Excerpted text:
Now, apart from that, the association has recently taken even a more severe position at its last annual meeting in Philadelphia in 1940, in considering S. 3043, the bill to revise our copyright laws generally. The committee, while not endorsing the specific provisions of the bill, did endorse it as one of the ablest attempts made at a general revision, and endorsed its purpose of trying to provide that domestic legislation which would be preparatory to adhering to Rome.

However, from the floor of the section meeting, when the committee on copyrights of the section presented its report, there was added an amendment to the effect that the section, and subsequently the association which adopted it, did not approve automatic copyright from creation without formalities, and did not approve a term of copyright measured by the life of the author plus a fixed number of years, and did not endorse adherence to the copyright union.

I offer in my official capacity to state that that was the position taken by the association at its annual meeting in Philadelphia, and a few days thereafter taken by the house of delegates of the association.

Thank you very much.

Senator THOMAS of Utah. Do you want to submit a statement? Mr. SARGOY. I should like to submit the statement, which ties up the references to the resolutions.

Senator THOMAS of Utah. It will be included in the record.

(The statement submitted by Edward A. Sargoy is as follows:)

STATEMENT BY EDWARD A. SARGOY AS TO THE POSITION OF THE AMERICAN BAR ASSOCIATION ON PROPOSED ADHERENCE BY THE UNITED STATES TO THE CONVENTION FOR THE PROTECTION OF LITERARY AND ARTISTIC WORKS AS REVISED AT ROME IN 1928

This statement is submitted by Edward A. Sargoy, of New Rochelle, N. Y., an attorney-at-law, practising in the city of New York.

As chairman of the committee on copyrights of the section of patent, trade-mark, and copyright law of the American Bar Association, I have been directed by Mr. Loyd Sutton, chairman of the above section, to indicate the position taken by the American Bar Association, upon recommendation of the section, with regard to adherence by the United States to the International Copyright Con

vention.

As hereinafter indicated, the association does not approve the proposed adherence of the United States to the Convention for the Protection of Literary and Artistic Works, as revised and signed at Rome on June 2, 1928.

The house of delegates of the association, at a meeting in Chicago on January 8, 1940, adopted, upon recommendation of its section of patent, trade-mark, and copyright law, the following resolution previously adopted by the section at its annual meeting in San Francisco on July 10, 1939:

"Resolved, That while not opposed in principle to adherence of the United States to the International Copyright Convention, Senate Executive Report No. 2, from the Committee on Foreign Relations, 76th Congress, first session, recommending that the Senate advise and consent to Executive E, 73d Congress, second session, to adhere to the International Copyright Convention as revised in Rome on July 2, 1928, should not be acted upon by the Senate until enabling legislation be first enacted by Congress as a whole to adjust our domestic law to the requirements of the Convention and adequately to protect the rights and interests of American citizens; but that if the Senate nevertheless believes adherence to be advisable without such prior revision of the domestic law, such adherence should be conditioned upon and made subject to the appropriate reservations in respect of oral copyright, freedom of contract for moral and other rights, protection against retroactivity and other like reservations specified in the resolution adopted by the house of delegates at its annual meeting in Cleveland, Ohio, on July 29, 1938, and by the section of patent, trade-mark, and copyright law at its annual meeting in Cleveland, Ohio, on July 26, 1938, in respect of Senate Executive Report No. 1 from the Seventy-fifth Congress, second session, making similar recommendations to the Senate in respect of said Executive E."

Record list:
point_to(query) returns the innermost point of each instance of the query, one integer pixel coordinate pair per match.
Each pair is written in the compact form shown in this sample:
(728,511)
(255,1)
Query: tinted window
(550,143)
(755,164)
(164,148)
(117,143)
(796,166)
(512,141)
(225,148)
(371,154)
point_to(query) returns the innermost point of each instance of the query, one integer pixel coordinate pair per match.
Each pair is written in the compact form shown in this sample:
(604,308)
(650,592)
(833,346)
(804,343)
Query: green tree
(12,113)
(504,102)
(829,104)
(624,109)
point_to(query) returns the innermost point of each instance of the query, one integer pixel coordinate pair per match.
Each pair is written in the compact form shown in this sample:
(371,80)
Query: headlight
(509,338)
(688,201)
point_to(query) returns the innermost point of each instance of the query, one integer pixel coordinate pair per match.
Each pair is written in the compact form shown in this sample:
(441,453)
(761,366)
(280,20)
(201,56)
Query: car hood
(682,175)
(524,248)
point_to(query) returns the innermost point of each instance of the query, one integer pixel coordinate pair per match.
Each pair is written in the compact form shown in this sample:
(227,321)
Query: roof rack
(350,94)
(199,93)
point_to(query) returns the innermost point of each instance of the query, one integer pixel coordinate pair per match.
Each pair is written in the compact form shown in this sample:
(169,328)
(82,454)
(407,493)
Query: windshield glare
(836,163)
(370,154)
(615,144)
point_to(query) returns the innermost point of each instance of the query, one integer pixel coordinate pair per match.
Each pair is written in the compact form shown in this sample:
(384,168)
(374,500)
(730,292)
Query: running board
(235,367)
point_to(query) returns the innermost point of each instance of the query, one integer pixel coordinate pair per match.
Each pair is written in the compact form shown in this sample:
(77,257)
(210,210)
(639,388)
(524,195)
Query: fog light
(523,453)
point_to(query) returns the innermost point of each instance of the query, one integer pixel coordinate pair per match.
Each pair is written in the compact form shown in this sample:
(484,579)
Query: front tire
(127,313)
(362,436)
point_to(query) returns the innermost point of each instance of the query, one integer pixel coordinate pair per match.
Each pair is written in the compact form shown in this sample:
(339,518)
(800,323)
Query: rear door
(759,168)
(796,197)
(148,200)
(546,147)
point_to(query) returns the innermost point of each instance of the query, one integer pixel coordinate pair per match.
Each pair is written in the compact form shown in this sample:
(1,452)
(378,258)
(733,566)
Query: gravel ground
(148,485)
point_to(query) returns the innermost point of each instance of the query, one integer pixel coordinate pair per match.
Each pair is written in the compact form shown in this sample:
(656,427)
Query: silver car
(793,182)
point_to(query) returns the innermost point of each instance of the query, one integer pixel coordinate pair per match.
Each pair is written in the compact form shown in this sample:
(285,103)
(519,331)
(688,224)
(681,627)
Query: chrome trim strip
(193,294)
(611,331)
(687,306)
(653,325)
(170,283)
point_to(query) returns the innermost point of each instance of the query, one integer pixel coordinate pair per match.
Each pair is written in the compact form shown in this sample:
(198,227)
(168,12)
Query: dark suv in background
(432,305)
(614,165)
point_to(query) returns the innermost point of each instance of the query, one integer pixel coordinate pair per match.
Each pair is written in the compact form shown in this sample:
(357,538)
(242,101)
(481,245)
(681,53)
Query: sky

Prompt 1:
From the copyright hearing transcript, reproduce the passage that begins at the words "Thank you very" and stops after "in the record.".
Prompt 2:
According to the copyright hearing transcript, where and on what date did the house of delegates adopt the resolution recommended by the section of patent, trade-mark, and copyright law?
Prompt 3:
According to the resolution quoted in the copyright hearing transcript, why should the Senate delay acting on Senate Executive Report No. 2 until Congress passes enabling legislation?

Expected output 1:
Thank you very much.

Senator THOMAS of Utah. Do you want to submit a statement? Mr. SARGOY. I should like to submit the statement, which ties up the references to the resolutions.

Senator THOMAS of Utah. It will be included in the record.

Expected output 2:
At a meeting in Chicago on January 8, 1940.

Expected output 3:
The enabling legislation would adjust domestic law to the requirements of the Convention. It would also adequately protect the rights and interests of American citizens.